Rewrite the part of the health care article starting with "These and other" and going on through "and traveling nurses.", putting "industry analysts" in place of "thought leaders".

» EXERCISE TEXT

○ ○ ○ ○ ○

How to Address 3 Critical Health Care Focus Areas for 2022
Health care providers face a reality that was unimaginable a couple of years ago. Service lines continue to be interrupted by COVID-19, with no end in sight. The health care workforce is stressed out and stretched thinly amid the so-called Great Resignation wave. Care delivery increasingly is being moved from hospitals to outpatient facilities and the home, thanks in part to an explosion of digital technologies.
These and other trends have sped up health care transformation. And while the future appears anything but clear, thought leaders have issued a slew of predictions and analyses about what executives should be taking away from the current trends.
1 | Meet the Workforce Challenge
Workforce retention and recruitment arguably have become the most critical challenge facing health care leaders. One in four U.S. hospitals reporting their data to Department of Health & Human Services said they were facing critical staff shortages last month. Demand for clinical staff, particularly nurses, has led hospitals and health systems to spend significantly more on salaries, sign-on bonuses and traveling nurses.
This problem will persist beyond 2022, according to a Jan. 6 S&P Global Ratings report on nonprofit hospitals. The Great Resignation has added to health care’s woes. Of the 6.4 million workers who quit their jobs in November, health care workers had the second highest resignation rate at 6.4%, notes the Bureau of Labor Statistics.

○ ○ ○ ○ ○

(Stored data)
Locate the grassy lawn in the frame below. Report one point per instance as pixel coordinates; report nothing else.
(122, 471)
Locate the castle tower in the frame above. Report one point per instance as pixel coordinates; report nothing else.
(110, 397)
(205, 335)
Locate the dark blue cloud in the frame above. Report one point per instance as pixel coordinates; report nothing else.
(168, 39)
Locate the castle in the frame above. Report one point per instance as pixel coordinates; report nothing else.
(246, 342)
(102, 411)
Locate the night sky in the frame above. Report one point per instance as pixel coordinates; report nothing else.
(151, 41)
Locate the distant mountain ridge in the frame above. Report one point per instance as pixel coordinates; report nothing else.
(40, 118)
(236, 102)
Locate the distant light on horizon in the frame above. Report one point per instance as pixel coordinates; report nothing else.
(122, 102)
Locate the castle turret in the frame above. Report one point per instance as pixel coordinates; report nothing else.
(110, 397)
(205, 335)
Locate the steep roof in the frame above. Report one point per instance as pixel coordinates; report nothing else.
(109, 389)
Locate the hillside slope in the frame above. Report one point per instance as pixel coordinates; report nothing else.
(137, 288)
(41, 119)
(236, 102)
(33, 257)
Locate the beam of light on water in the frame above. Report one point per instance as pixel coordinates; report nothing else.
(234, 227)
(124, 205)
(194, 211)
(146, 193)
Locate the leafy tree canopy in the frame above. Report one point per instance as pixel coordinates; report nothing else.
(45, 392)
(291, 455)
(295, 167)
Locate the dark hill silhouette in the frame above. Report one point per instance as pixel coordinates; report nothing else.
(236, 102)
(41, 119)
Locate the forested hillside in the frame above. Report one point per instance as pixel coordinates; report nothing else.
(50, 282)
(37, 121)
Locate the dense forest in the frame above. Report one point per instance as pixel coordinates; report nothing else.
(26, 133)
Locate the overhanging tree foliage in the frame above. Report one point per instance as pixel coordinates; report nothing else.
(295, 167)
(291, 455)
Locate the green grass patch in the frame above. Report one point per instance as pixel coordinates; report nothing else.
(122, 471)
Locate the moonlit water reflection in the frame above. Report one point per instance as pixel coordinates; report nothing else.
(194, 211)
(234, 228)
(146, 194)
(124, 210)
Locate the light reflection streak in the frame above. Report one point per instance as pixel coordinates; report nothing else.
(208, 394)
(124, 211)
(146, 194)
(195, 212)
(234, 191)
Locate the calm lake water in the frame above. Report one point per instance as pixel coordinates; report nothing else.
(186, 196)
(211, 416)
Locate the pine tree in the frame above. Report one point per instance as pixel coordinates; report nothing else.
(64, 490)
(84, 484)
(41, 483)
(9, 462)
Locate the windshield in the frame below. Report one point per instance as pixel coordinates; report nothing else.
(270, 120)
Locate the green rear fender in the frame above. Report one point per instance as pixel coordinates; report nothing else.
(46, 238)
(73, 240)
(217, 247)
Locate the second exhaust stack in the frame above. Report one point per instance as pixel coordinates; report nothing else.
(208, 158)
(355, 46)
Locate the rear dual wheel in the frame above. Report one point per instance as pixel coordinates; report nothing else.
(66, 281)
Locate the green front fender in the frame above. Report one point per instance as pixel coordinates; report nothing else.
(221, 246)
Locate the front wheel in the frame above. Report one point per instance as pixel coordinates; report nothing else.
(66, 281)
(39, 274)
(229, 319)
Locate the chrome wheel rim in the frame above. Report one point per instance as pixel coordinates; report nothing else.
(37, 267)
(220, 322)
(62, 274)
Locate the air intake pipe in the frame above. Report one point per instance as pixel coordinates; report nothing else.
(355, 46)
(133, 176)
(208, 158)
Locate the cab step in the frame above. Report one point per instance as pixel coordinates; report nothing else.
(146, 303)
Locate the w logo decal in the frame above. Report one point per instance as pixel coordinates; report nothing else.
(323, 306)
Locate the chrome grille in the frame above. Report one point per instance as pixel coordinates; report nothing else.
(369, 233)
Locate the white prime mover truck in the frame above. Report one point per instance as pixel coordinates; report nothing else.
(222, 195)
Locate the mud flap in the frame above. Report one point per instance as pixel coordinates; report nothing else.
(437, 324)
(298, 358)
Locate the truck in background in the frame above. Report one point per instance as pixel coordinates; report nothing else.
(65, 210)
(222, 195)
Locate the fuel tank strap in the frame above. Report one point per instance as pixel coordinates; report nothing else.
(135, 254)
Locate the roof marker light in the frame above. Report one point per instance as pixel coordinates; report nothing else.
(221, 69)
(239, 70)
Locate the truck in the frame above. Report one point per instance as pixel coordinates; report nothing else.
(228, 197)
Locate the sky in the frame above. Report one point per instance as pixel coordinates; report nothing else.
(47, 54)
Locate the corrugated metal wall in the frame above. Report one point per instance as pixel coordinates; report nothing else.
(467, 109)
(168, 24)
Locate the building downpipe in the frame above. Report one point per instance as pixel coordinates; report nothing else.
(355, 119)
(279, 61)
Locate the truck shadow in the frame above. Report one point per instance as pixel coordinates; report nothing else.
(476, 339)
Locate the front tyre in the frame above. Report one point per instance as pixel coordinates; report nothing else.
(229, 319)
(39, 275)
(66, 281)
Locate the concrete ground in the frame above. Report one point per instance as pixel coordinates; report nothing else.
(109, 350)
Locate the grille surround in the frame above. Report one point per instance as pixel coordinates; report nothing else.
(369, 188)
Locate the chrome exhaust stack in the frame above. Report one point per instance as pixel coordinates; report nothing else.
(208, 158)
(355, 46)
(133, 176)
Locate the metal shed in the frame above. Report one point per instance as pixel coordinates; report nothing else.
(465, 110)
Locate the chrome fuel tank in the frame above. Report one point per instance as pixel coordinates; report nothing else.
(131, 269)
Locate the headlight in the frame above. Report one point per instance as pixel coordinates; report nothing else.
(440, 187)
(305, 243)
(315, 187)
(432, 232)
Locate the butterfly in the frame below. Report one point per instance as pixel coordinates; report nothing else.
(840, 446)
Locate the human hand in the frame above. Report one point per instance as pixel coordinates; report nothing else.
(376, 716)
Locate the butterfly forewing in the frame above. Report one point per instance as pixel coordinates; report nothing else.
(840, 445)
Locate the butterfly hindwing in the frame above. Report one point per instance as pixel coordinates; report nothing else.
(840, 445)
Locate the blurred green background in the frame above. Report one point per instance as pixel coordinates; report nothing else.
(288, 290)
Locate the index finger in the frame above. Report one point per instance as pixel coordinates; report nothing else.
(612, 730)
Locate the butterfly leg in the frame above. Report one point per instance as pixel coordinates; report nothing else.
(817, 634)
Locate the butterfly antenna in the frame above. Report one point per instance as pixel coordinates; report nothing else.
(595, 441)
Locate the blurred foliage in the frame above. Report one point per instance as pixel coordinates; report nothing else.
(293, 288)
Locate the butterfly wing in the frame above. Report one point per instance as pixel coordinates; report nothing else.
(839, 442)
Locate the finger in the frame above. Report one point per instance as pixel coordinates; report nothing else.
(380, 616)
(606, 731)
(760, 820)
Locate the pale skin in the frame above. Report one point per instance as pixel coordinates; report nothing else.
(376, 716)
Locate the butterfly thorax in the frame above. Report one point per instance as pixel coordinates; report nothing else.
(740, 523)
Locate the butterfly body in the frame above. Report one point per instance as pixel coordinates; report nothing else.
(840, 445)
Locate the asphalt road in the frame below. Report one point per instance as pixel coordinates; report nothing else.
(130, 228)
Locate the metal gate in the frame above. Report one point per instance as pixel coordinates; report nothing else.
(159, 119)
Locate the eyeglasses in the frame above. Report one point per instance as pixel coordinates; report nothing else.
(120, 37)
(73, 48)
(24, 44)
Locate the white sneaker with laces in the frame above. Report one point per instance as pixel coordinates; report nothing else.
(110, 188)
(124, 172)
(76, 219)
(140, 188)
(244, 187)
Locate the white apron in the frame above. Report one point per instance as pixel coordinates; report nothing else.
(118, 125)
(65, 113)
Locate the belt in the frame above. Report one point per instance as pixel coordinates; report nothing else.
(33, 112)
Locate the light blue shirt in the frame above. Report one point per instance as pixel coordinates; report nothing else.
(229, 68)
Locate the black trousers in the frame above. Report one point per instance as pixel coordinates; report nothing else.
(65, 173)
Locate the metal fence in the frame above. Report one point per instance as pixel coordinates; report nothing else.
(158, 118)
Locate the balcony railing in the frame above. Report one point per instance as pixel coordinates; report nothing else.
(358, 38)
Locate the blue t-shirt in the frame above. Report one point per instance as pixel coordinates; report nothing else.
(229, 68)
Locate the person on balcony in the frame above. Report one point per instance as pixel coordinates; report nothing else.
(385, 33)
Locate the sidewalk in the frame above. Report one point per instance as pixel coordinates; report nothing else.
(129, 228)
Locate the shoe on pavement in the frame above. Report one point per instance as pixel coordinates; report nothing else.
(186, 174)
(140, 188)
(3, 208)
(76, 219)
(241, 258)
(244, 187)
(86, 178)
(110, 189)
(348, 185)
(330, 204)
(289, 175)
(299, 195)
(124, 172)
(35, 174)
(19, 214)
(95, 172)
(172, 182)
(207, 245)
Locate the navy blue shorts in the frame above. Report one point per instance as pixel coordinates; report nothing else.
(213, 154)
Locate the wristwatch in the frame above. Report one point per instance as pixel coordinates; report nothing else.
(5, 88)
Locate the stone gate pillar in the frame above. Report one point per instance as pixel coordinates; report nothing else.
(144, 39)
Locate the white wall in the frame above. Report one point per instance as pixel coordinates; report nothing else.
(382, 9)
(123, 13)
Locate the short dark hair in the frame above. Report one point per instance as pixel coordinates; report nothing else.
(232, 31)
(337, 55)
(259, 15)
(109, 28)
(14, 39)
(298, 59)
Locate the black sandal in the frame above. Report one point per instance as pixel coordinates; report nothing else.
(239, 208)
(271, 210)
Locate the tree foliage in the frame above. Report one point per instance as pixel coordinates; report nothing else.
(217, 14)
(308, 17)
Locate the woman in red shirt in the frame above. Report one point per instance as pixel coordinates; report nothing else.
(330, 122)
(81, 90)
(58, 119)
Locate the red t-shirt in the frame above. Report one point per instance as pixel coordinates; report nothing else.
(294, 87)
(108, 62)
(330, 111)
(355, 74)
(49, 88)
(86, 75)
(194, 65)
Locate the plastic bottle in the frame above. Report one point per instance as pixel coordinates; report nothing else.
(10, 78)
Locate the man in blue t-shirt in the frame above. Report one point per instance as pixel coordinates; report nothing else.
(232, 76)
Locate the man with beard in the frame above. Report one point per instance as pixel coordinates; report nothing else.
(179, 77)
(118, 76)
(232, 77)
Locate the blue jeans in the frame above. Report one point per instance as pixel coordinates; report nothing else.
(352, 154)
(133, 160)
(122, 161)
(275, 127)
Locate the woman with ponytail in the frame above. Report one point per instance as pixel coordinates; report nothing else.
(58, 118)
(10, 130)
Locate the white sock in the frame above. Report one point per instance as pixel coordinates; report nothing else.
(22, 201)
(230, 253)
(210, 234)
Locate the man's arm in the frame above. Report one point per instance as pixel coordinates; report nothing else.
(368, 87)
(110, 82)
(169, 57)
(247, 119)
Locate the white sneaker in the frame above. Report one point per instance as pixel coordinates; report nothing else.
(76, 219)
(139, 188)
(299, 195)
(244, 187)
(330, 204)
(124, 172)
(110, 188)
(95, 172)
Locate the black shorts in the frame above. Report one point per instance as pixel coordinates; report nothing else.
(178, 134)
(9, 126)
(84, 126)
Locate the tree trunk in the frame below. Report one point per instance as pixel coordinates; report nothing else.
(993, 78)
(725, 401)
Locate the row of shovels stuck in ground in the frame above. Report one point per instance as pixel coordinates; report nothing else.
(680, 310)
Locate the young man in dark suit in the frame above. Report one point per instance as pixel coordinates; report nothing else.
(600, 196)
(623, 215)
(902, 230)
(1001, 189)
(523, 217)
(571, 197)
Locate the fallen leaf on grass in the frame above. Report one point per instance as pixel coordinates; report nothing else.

○ ○ ○ ○ ○

» SOLUTION TO THIS TASK
These and other trends have sped up health care transformation. And while the future appears anything but clear, industry analysts have issued a slew of predictions and analyses about what executives should be taking away from the current trends.
1 | Meet the Workforce Challenge
Workforce retention and recruitment arguably have become the most critical challenge facing health care leaders. One in four U.S. hospitals reporting their data to Department of Health & Human Services said they were facing critical staff shortages last month. Demand for clinical staff, particularly nurses, has led hospitals and health systems to spend significantly more on salaries, sign-on bonuses and traveling nurses.